[INSTRUCTIONS FOR THE TASK] Return each line of the entries below that contains the word "wall". Matching is case-sensitive.

[SUPPLIED MATERIAL]
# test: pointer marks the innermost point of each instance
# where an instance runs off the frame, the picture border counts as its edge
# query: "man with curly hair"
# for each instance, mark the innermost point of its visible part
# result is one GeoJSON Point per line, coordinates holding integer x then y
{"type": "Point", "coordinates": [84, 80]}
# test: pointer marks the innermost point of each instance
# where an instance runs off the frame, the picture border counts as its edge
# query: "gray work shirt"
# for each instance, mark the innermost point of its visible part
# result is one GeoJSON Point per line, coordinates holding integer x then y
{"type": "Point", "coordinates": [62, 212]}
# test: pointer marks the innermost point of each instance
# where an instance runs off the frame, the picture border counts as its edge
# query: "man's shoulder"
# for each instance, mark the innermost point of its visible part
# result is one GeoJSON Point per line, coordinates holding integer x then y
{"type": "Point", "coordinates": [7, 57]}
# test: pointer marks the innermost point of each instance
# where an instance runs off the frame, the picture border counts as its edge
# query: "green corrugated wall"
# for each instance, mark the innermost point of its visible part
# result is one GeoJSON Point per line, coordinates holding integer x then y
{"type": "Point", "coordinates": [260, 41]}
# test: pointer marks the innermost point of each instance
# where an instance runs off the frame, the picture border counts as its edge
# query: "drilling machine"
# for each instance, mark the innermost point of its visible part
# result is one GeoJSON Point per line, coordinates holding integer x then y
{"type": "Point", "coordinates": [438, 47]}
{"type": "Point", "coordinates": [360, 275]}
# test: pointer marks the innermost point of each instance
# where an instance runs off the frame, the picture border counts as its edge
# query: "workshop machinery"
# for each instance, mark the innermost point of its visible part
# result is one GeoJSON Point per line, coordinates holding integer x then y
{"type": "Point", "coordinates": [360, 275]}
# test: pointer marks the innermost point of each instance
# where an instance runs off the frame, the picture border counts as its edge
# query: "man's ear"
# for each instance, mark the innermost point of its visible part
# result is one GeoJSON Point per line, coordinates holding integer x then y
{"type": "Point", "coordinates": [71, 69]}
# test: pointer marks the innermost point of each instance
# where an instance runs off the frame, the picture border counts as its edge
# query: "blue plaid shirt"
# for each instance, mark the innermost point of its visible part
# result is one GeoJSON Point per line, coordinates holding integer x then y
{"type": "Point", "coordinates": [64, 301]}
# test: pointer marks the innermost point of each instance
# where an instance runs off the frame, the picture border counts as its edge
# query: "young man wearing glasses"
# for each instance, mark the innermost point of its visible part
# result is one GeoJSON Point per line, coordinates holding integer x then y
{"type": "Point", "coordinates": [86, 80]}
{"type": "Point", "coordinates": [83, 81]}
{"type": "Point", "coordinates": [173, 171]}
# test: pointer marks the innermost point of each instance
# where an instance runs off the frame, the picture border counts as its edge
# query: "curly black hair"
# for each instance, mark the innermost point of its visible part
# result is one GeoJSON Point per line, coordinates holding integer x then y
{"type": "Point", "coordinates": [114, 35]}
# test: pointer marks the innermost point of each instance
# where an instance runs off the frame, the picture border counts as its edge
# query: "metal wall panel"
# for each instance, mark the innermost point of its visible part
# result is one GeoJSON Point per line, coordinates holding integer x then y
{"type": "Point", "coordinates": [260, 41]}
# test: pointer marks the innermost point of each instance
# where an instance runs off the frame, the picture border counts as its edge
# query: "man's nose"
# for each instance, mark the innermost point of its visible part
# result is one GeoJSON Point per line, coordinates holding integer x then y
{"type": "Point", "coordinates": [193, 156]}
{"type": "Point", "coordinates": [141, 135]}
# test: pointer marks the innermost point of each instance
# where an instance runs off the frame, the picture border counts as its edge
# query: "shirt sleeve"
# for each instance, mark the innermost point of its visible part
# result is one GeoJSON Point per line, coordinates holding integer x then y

[EXPECTED ANSWER]
# query: "green corrugated wall"
# query: "metal wall panel"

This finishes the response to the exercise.